→ Work instruction
Below are records that must be duplicated exactly.

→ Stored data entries

**********

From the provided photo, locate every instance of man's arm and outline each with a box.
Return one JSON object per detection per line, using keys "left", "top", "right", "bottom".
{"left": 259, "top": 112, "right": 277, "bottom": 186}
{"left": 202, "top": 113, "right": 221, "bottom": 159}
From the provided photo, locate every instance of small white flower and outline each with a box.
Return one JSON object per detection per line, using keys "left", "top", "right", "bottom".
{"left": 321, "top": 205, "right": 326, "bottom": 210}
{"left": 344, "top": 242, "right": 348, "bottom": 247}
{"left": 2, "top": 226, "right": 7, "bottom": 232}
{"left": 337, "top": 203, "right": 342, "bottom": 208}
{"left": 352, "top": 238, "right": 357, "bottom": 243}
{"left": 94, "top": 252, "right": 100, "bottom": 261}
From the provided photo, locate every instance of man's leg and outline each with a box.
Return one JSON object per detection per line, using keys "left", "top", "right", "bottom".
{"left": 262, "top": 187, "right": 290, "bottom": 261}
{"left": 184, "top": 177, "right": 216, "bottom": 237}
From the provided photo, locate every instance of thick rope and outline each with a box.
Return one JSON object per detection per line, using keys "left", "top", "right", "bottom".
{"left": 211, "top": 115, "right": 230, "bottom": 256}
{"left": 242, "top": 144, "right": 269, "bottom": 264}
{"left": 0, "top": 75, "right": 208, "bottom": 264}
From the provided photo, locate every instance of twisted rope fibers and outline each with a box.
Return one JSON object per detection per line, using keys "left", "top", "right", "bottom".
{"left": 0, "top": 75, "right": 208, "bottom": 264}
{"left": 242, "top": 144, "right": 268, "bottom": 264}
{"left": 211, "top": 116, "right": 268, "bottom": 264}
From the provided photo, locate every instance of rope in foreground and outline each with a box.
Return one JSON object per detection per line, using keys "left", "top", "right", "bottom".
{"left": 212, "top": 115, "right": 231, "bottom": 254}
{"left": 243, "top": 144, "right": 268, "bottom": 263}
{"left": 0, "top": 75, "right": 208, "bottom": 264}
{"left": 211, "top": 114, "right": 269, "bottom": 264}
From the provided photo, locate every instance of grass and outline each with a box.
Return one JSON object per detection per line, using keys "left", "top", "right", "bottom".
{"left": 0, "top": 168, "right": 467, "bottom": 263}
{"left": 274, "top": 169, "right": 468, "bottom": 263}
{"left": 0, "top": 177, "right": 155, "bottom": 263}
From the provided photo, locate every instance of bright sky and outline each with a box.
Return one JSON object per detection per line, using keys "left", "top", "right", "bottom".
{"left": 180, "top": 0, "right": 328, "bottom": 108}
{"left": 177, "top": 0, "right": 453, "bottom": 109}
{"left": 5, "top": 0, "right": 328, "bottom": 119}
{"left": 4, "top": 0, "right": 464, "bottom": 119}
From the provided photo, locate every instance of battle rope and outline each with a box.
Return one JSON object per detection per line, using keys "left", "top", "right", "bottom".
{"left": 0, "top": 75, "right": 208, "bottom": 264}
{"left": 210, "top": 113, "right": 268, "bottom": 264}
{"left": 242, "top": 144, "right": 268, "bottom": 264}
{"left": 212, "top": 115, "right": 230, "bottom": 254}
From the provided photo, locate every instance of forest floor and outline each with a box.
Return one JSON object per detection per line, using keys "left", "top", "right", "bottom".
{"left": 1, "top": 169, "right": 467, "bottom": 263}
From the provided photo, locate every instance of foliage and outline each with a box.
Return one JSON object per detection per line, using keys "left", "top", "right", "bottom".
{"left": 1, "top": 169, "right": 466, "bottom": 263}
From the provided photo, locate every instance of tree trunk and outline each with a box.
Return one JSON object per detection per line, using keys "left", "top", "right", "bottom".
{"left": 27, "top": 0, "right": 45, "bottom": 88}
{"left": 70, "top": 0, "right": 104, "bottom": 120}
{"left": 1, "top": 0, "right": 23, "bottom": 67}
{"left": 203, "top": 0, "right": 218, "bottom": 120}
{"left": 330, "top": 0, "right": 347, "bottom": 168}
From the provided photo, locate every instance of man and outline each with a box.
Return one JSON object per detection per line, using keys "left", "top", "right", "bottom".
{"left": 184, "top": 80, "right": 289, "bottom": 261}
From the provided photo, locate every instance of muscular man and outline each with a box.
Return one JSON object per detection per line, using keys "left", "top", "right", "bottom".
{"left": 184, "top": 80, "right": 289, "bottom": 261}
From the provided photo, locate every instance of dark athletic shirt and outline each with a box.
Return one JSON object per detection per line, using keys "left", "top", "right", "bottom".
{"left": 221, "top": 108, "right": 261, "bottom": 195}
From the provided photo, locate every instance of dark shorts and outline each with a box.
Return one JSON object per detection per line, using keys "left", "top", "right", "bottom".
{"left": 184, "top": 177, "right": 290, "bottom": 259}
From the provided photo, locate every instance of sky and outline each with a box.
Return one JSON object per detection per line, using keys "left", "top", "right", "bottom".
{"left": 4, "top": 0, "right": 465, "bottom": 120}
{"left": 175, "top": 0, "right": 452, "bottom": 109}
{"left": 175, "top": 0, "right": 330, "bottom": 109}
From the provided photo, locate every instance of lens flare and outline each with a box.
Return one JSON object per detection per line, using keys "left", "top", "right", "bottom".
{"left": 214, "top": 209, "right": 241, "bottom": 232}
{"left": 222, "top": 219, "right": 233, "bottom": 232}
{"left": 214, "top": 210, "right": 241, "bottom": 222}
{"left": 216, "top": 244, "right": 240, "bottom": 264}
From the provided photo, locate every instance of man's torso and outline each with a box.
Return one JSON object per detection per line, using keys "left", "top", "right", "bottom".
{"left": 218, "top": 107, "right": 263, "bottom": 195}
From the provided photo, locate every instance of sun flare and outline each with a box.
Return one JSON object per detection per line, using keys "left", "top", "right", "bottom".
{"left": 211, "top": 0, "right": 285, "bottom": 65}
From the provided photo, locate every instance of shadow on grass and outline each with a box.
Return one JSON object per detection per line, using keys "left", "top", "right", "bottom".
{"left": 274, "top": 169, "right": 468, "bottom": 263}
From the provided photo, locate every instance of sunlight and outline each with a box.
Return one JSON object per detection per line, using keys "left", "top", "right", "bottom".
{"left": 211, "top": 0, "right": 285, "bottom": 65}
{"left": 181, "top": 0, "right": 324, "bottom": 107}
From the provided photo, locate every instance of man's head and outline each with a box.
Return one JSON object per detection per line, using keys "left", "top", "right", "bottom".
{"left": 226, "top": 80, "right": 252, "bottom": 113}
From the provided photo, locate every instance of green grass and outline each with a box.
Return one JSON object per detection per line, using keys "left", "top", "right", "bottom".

**********

→ Written response
From the provided photo, locate every instance of man's arm and outline each with a box.
Return one JSON object per detection per line, using keys "left", "top", "right", "bottom".
{"left": 259, "top": 112, "right": 277, "bottom": 186}
{"left": 202, "top": 113, "right": 221, "bottom": 159}
From the provided photo, locate every instance of small white flower and outline each with a box.
Return one JSON object per detection per line, using keys "left", "top", "right", "bottom".
{"left": 321, "top": 205, "right": 326, "bottom": 210}
{"left": 344, "top": 242, "right": 348, "bottom": 247}
{"left": 2, "top": 226, "right": 7, "bottom": 232}
{"left": 337, "top": 203, "right": 342, "bottom": 208}
{"left": 352, "top": 238, "right": 357, "bottom": 243}
{"left": 94, "top": 252, "right": 100, "bottom": 261}
From the provided photo, locate every instance of man's leg and outline each with a box.
Return one JSON object per detection per line, using keys "left", "top", "right", "bottom".
{"left": 262, "top": 187, "right": 290, "bottom": 261}
{"left": 184, "top": 177, "right": 216, "bottom": 237}
From the provided photo, locate every instance of thick rope and outline each with a box.
Return one JSON object per detection per line, using keys "left", "top", "right", "bottom".
{"left": 211, "top": 115, "right": 230, "bottom": 256}
{"left": 242, "top": 144, "right": 269, "bottom": 264}
{"left": 0, "top": 75, "right": 208, "bottom": 264}
From the provided photo, locate every instance of twisted rope fibers and outline each with a box.
Return one JSON object per detection per line, using keys "left", "top", "right", "bottom".
{"left": 0, "top": 75, "right": 208, "bottom": 264}
{"left": 242, "top": 144, "right": 268, "bottom": 264}
{"left": 211, "top": 116, "right": 268, "bottom": 264}
From the provided photo, locate every instance of rope in foreground and outline each with a box.
Return one JSON object per detection per line, using keys "left", "top", "right", "bottom".
{"left": 212, "top": 115, "right": 231, "bottom": 254}
{"left": 243, "top": 144, "right": 268, "bottom": 263}
{"left": 0, "top": 75, "right": 208, "bottom": 264}
{"left": 211, "top": 114, "right": 269, "bottom": 264}
From the provided photo, locate every instance of grass and outline each with a box.
Return one JSON object per detection per line, using keys "left", "top", "right", "bottom".
{"left": 0, "top": 168, "right": 467, "bottom": 263}
{"left": 274, "top": 169, "right": 468, "bottom": 263}
{"left": 0, "top": 177, "right": 155, "bottom": 263}
From the provided photo, locate every instance of bright sky and outline each with a box.
Return one JSON object per detection per line, using keys "left", "top", "right", "bottom".
{"left": 180, "top": 0, "right": 328, "bottom": 108}
{"left": 177, "top": 0, "right": 453, "bottom": 109}
{"left": 5, "top": 0, "right": 328, "bottom": 119}
{"left": 4, "top": 0, "right": 464, "bottom": 119}
From the provided photo, locate every instance of battle rope and outline each with a box.
Return one JSON object per detection per line, using keys "left", "top", "right", "bottom".
{"left": 0, "top": 75, "right": 208, "bottom": 264}
{"left": 210, "top": 113, "right": 268, "bottom": 264}
{"left": 242, "top": 144, "right": 268, "bottom": 264}
{"left": 212, "top": 115, "right": 230, "bottom": 254}
From the provided photo, locate every instance of forest floor and outline each with a box.
Return one JSON object per detection per line, using keys "left", "top", "right", "bottom".
{"left": 1, "top": 169, "right": 467, "bottom": 263}
From the provided photo, locate every instance of foliage and outline each with a box.
Return one JSON object per detection per line, using keys "left", "top", "right", "bottom".
{"left": 1, "top": 169, "right": 466, "bottom": 263}
From the provided photo, locate every instance of tree trunk and outline each with a box.
Return one JSON object per detection per line, using keys "left", "top", "right", "bottom".
{"left": 27, "top": 0, "right": 45, "bottom": 88}
{"left": 70, "top": 0, "right": 104, "bottom": 120}
{"left": 1, "top": 0, "right": 23, "bottom": 67}
{"left": 203, "top": 0, "right": 218, "bottom": 120}
{"left": 330, "top": 0, "right": 347, "bottom": 168}
From the provided photo, locate every instance of man and outline each with a box.
Return one JSON object per detection per line, using keys "left", "top", "right", "bottom".
{"left": 184, "top": 80, "right": 289, "bottom": 261}
From the provided photo, locate every instance of muscular man and outline each with a box.
Return one JSON object per detection per line, using keys "left", "top", "right", "bottom".
{"left": 184, "top": 80, "right": 289, "bottom": 261}
From the provided photo, locate every instance of dark athletic shirt and outline each with a box.
Return one JSON object per detection per line, using keys "left", "top", "right", "bottom".
{"left": 221, "top": 108, "right": 261, "bottom": 195}
From the provided photo, locate every instance of dark shorts and outline each with a box.
Return one JSON object per detection per line, using keys "left", "top", "right", "bottom".
{"left": 184, "top": 177, "right": 290, "bottom": 259}
From the provided photo, locate every instance of sky and outline each with a box.
Return one JSON object per detection per line, using keys "left", "top", "right", "bottom".
{"left": 4, "top": 0, "right": 465, "bottom": 120}
{"left": 175, "top": 0, "right": 452, "bottom": 109}
{"left": 175, "top": 0, "right": 330, "bottom": 109}
From the provided photo, locate every instance of lens flare and outline each with a box.
Return one JSON object per detection per line, using keys "left", "top", "right", "bottom".
{"left": 214, "top": 209, "right": 241, "bottom": 232}
{"left": 222, "top": 219, "right": 233, "bottom": 232}
{"left": 214, "top": 210, "right": 241, "bottom": 222}
{"left": 216, "top": 244, "right": 240, "bottom": 264}
From the provided photo, locate every instance of man's torso and outline each with a box.
Return one JSON object per detection per line, using keys "left", "top", "right", "bottom".
{"left": 218, "top": 107, "right": 263, "bottom": 195}
From the provided photo, locate every instance of sun flare and outline each with a box.
Return one JSON object per detection per line, using keys "left", "top", "right", "bottom".
{"left": 211, "top": 0, "right": 285, "bottom": 65}
From the provided photo, locate every instance of shadow on grass and outline each with a box.
Return one JSON object per detection per line, using keys "left", "top", "right", "bottom".
{"left": 274, "top": 169, "right": 468, "bottom": 263}
From the provided photo, locate every instance of sunlight and outline each with a box.
Return one JSON object per detection per line, using keys "left", "top", "right", "bottom".
{"left": 211, "top": 0, "right": 285, "bottom": 65}
{"left": 181, "top": 0, "right": 324, "bottom": 107}
From the provided photo, locate every instance of man's head and outline each with a box.
Return one JSON object per detection per line, using keys "left", "top", "right", "bottom".
{"left": 226, "top": 80, "right": 252, "bottom": 113}
From the provided photo, locate every instance of green grass and outline each with a box.
Return one JSON object per detection per line, using keys "left", "top", "right", "bottom".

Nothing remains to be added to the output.